▸ Aim of the exercise: Write out the lines from the entries below, from the line with "Q: For each instance of the palm tree trunk" to the line with "x=127, y=333", both ends included, without changing a single character.

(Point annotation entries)

╭──

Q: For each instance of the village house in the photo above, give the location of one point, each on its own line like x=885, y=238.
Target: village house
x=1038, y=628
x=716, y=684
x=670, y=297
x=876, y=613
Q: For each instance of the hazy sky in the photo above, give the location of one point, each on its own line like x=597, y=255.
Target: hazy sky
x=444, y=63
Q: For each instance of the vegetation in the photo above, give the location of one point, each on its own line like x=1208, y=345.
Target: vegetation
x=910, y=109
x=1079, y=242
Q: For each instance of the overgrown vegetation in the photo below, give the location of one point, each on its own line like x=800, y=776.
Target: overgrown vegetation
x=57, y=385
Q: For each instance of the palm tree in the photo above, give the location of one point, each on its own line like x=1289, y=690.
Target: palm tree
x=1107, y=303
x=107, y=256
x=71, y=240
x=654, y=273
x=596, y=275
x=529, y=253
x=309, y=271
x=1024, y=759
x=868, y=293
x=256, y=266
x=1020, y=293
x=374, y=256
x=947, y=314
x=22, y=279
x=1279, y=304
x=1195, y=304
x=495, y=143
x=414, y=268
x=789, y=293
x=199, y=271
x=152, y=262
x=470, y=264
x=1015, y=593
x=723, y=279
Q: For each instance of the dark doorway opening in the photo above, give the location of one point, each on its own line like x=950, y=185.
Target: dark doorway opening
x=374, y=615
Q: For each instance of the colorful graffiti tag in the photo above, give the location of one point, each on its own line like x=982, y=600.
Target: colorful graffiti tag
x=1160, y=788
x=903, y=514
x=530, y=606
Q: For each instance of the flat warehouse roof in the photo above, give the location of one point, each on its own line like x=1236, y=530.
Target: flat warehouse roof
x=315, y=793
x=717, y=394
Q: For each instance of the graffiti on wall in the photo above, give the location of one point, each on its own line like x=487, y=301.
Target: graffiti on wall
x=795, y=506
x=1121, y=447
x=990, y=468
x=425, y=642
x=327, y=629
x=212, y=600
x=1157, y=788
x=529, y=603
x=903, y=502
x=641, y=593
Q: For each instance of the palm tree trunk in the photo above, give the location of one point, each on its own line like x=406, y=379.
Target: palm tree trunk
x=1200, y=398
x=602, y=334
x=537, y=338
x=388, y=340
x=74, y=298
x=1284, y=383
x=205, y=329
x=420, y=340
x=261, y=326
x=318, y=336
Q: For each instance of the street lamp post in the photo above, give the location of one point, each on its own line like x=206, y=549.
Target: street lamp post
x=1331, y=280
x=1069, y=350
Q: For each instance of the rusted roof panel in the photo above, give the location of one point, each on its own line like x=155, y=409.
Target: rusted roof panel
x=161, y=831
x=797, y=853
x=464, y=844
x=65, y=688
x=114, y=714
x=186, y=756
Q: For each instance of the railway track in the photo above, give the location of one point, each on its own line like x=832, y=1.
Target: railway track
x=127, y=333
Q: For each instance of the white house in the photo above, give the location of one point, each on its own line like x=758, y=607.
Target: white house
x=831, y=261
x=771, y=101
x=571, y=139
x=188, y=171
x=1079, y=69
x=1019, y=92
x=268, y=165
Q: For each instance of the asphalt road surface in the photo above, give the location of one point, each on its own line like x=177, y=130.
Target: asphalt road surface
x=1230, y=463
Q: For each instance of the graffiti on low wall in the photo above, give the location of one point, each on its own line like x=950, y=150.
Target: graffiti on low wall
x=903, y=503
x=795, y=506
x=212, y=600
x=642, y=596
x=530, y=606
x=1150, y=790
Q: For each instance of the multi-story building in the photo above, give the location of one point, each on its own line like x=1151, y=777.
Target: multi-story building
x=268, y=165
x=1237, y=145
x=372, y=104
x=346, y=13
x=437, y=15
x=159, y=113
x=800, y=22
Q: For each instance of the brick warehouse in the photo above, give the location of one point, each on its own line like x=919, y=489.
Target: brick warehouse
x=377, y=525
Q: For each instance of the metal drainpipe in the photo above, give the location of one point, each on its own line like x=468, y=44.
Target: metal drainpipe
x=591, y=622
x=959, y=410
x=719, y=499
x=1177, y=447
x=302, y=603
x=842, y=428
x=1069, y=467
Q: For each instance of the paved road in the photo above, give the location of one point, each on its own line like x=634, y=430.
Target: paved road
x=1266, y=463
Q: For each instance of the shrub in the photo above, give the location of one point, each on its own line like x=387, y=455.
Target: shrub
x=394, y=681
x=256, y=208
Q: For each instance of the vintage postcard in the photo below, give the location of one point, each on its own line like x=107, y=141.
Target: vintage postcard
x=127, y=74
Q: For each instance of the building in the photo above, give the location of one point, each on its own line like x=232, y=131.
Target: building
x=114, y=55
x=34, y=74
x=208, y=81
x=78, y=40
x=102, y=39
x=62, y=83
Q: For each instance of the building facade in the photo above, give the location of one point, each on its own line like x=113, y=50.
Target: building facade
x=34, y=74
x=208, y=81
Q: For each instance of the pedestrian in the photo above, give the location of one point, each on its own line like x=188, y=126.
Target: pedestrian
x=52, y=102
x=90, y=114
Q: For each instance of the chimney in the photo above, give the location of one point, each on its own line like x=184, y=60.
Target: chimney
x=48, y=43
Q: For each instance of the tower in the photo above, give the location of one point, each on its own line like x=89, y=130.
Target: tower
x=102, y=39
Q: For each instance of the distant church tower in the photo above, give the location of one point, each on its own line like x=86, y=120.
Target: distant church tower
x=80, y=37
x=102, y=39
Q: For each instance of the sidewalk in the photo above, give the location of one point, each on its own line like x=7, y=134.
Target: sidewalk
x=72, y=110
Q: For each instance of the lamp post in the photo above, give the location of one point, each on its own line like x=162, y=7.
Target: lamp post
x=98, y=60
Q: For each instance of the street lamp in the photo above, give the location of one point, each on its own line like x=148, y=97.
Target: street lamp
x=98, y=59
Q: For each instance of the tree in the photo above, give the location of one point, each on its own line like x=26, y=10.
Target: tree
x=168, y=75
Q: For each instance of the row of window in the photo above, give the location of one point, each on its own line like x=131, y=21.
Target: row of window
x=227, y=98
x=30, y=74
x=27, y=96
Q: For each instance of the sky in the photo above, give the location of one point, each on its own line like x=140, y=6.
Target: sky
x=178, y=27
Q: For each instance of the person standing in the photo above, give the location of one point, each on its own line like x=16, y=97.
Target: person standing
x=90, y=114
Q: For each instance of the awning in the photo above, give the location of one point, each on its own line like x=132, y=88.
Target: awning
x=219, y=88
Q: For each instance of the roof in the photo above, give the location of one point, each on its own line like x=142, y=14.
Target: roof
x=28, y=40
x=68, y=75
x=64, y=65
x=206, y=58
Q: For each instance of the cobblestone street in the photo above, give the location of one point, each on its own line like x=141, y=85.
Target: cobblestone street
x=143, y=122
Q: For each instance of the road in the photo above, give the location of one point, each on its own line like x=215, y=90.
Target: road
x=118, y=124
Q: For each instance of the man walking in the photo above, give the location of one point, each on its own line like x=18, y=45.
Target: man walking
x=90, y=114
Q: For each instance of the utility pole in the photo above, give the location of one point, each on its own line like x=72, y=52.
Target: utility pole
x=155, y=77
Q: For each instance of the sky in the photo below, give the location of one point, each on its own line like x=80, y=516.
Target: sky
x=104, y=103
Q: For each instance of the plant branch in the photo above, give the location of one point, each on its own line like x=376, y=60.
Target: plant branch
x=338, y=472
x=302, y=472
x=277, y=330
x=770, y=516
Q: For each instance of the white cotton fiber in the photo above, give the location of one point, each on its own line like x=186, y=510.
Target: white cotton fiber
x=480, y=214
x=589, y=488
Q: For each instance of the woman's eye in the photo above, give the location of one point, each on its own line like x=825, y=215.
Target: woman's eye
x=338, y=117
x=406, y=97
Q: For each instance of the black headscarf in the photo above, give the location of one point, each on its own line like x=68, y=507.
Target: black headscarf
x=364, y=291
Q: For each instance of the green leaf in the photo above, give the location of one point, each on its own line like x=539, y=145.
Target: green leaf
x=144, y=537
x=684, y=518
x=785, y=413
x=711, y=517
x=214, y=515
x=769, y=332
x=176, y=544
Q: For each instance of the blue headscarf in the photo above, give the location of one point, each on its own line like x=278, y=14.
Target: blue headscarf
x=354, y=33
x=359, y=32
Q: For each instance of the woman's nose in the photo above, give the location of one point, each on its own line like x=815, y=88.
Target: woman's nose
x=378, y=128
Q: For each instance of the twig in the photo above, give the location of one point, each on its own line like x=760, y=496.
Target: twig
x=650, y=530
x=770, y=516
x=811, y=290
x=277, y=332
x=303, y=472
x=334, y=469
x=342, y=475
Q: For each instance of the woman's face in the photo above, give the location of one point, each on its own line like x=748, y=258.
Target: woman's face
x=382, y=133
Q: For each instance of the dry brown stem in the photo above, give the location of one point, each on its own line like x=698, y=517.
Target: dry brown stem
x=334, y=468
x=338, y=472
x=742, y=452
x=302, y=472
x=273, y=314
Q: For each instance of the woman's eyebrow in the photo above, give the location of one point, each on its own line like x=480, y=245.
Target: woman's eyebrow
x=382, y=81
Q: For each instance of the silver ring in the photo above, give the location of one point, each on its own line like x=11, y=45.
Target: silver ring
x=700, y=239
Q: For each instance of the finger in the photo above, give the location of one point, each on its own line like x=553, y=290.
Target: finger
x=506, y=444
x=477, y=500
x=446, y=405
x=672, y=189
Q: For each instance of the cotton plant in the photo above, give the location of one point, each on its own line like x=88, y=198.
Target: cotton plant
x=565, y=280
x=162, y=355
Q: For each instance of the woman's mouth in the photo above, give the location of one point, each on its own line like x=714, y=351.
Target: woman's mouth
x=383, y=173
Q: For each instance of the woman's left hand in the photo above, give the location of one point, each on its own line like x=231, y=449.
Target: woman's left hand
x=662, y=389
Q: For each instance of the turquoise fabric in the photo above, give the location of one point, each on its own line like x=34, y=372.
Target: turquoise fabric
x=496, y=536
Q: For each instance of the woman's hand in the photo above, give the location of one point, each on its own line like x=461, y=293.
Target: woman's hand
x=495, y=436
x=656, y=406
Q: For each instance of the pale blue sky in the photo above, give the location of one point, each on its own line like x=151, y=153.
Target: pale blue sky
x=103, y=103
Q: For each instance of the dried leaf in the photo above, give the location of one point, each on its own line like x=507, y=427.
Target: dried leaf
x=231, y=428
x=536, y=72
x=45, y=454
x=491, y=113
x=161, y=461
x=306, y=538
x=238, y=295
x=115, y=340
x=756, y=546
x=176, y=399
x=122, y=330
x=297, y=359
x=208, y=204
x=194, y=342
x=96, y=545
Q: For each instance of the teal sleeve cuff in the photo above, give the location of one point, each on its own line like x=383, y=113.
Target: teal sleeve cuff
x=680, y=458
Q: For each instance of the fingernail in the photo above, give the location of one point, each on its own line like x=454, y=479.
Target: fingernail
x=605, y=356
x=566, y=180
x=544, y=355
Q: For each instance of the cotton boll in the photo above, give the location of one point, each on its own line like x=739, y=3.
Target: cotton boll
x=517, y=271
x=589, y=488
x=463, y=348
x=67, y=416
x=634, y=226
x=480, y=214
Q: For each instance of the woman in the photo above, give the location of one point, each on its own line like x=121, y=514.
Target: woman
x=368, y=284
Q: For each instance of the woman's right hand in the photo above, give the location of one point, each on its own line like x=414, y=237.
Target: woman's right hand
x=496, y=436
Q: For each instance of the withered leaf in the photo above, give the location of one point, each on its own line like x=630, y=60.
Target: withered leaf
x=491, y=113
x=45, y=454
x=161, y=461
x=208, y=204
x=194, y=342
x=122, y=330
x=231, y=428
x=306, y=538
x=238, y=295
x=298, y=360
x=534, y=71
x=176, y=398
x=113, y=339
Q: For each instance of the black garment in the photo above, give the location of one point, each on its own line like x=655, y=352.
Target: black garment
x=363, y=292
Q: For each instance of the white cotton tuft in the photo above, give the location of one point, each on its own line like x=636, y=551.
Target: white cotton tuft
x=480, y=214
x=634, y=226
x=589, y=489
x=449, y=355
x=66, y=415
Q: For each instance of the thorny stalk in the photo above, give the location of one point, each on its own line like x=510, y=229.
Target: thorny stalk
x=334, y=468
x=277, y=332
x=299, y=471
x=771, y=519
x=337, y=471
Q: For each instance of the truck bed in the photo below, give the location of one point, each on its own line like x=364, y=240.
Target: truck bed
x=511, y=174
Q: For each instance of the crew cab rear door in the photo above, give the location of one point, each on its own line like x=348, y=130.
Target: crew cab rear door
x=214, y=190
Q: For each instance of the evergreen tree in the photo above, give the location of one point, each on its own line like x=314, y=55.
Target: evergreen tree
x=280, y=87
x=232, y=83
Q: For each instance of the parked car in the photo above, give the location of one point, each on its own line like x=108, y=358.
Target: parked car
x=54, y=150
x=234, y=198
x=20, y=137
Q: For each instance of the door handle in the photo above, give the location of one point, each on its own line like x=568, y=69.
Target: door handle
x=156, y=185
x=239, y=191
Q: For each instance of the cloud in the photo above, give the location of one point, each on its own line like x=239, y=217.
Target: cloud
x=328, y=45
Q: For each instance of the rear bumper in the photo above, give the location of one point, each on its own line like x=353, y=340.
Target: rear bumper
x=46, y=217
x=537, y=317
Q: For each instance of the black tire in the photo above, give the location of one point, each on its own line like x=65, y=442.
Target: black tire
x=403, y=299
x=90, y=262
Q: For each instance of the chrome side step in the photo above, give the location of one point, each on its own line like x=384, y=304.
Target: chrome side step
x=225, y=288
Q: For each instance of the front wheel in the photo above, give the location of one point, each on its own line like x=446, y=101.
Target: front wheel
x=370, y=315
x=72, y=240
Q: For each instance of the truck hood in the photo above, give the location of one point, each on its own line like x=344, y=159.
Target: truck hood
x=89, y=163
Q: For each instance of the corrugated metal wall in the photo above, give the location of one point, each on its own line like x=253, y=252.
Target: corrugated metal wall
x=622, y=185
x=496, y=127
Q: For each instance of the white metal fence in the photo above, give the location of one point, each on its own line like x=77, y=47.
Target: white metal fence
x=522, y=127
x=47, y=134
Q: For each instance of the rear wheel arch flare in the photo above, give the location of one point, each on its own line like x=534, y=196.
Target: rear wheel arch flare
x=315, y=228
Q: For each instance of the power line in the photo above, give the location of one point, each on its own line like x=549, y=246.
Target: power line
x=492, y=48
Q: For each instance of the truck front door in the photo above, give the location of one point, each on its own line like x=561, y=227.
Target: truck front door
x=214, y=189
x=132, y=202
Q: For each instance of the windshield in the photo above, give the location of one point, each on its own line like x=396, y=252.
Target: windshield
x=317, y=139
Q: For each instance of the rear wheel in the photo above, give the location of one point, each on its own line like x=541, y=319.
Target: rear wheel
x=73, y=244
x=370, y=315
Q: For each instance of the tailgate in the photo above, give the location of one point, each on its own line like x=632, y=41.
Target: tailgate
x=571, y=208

╰──

▸ Exercise output:
Q: For each instance of the palm tree trunk in the photo above, give the location of one point, each on its own line like x=406, y=379.
Target: palm tree trunk
x=1200, y=398
x=602, y=334
x=537, y=338
x=388, y=340
x=74, y=298
x=1284, y=383
x=205, y=329
x=420, y=340
x=261, y=326
x=318, y=336
Q: For each instance of the street lamp post in the photo above, give the location of one point, each on its own line like x=206, y=549.
Target: street lamp post
x=1331, y=280
x=1069, y=350
Q: For each instance of the rusted roof panel in the photo above, give the location of one point, each on its own line like x=155, y=409.
Target: rusted roof panel
x=161, y=831
x=797, y=853
x=464, y=844
x=65, y=688
x=114, y=714
x=186, y=756
Q: For each instance of the railway track in the photo above, give the location of one point, each on its own line like x=832, y=1.
Target: railway track
x=127, y=333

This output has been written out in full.